* List of tasks:
a) Reproduce the how-it-works page from "Whisper runs the" to "check it yourself.".
b) Answer these from the how-it-works page:
(i) On what does Whisper run the whole trust chain?
(ii) What serves as an agent's credential?
(iii) What three things does the page give for each layer?

* Source passage:
· · · · ·
# How it works

Whisper runs the whole trust chain — DNS, certificate authority, registry, egress, and the IP space itself — on one autonomous system it owns.

Most "agent identity" is a dashboard bolted onto someone else's infrastructure. That makes an agent only as trustworthy as the weakest vendor in a chain you can't see, and it disappears the day one of them changes terms, gets acquired, or goes down. This page is the alternative, layer by layer: what each one is, the RFC it implements, and how to check it yourself.

## Three layers, one address

An agent's `/128` — one IPv6 address, `2a04:2a01:eb5a:ca74:cef2:2a:323d:40d4` — is the credential. Everything else is a proof about that address.
· · · · ·
* Record extracts:

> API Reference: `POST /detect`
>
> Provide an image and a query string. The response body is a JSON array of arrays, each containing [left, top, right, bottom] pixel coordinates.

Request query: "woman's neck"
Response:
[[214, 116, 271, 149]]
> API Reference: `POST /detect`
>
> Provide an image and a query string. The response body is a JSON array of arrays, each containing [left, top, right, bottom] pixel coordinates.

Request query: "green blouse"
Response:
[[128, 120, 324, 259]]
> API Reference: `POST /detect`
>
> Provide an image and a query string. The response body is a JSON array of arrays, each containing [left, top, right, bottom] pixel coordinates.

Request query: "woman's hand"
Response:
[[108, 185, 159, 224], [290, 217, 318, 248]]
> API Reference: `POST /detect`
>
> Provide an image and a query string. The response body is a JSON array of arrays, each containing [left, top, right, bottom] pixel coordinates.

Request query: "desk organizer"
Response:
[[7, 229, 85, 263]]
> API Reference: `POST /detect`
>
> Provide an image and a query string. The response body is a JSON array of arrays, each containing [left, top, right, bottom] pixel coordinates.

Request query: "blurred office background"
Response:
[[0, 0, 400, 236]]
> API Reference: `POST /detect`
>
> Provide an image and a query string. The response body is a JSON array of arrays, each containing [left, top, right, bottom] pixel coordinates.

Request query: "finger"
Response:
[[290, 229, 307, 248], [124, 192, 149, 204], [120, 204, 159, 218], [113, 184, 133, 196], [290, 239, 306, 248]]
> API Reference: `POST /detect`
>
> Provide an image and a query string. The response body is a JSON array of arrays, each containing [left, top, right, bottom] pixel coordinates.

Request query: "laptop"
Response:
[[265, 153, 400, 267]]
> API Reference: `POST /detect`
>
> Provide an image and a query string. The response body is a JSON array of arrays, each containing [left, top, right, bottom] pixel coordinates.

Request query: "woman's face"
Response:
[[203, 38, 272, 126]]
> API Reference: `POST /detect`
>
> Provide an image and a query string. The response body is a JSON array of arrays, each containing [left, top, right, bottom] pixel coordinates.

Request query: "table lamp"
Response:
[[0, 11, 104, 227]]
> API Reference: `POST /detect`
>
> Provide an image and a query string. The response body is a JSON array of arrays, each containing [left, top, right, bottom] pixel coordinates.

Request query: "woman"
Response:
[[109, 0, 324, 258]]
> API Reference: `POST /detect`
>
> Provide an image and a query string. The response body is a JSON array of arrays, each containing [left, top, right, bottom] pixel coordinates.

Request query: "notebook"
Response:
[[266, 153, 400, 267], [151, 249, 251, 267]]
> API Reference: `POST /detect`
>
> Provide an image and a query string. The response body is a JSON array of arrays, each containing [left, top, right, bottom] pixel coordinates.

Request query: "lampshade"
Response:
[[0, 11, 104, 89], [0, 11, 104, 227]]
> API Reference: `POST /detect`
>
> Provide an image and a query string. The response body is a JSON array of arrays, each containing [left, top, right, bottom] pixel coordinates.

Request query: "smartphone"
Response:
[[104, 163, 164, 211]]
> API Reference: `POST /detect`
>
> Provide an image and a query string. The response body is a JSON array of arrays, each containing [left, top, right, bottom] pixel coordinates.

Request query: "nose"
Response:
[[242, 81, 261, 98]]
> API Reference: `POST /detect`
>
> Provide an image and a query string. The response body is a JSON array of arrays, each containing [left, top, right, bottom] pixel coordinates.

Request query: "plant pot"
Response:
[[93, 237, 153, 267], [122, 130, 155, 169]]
· · · · ·
* Per-task outputs:
a)
Whisper runs the whole trust chain — DNS, certificate authority, registry, egress, and the IP space itself — on one autonomous system it owns.

Most "agent identity" is a dashboard bolted onto someone else's infrastructure. That makes an agent only as trustworthy as the weakest vendor in a chain you can't see, and it disappears the day one of them changes terms, gets acquired, or goes down. This page is the alternative, layer by layer: what each one is, the RFC it implements, and how to check it yourself.

b)
(i) On one autonomous system it owns.
(ii) Its /128, one IPv6 address.
(iii) What each layer is, the RFC it implements, and how to check it yourself.